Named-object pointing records
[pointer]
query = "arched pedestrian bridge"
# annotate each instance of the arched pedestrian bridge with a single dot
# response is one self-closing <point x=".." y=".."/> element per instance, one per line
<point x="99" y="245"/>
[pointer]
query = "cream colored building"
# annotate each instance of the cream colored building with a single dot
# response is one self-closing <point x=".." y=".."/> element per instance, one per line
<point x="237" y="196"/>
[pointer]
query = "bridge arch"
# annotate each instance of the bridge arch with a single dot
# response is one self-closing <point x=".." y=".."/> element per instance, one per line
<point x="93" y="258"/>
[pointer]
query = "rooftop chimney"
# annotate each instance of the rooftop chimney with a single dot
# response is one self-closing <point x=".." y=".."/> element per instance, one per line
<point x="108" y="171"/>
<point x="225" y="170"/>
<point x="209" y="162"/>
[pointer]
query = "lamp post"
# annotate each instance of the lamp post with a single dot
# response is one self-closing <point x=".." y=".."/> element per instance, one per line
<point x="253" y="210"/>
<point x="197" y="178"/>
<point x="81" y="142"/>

# Do this:
Using the data above, return each line exactly as written.

# Full output:
[pointer]
query = "arched pedestrian bridge"
# annotate each instance of the arched pedestrian bridge with a single dot
# response is one self-closing <point x=".." y=".."/> element per instance, one per line
<point x="99" y="245"/>
[pointer]
query = "cream colored building"
# annotate each instance of the cream colored building with a single dot
# response is one self-closing <point x=".." y=".."/> element per instance, one per line
<point x="237" y="196"/>
[pointer]
query = "bridge arch"
# annotate each instance of the bridge arch with a single dot
# response is one self-closing <point x=".." y=".."/> element per instance, one per line
<point x="93" y="258"/>
[pointer]
query = "rooftop chimney"
# annotate each instance of the rooftop chimney with a single dot
# response is one self-closing <point x=".." y=".."/> element per instance, one per line
<point x="108" y="171"/>
<point x="225" y="170"/>
<point x="209" y="162"/>
[pointer]
query = "lamp post"
# annotate each instance of the lamp post with a single dot
# response is one self-closing <point x=".." y=".."/> element per instance, one per line
<point x="253" y="210"/>
<point x="197" y="178"/>
<point x="81" y="142"/>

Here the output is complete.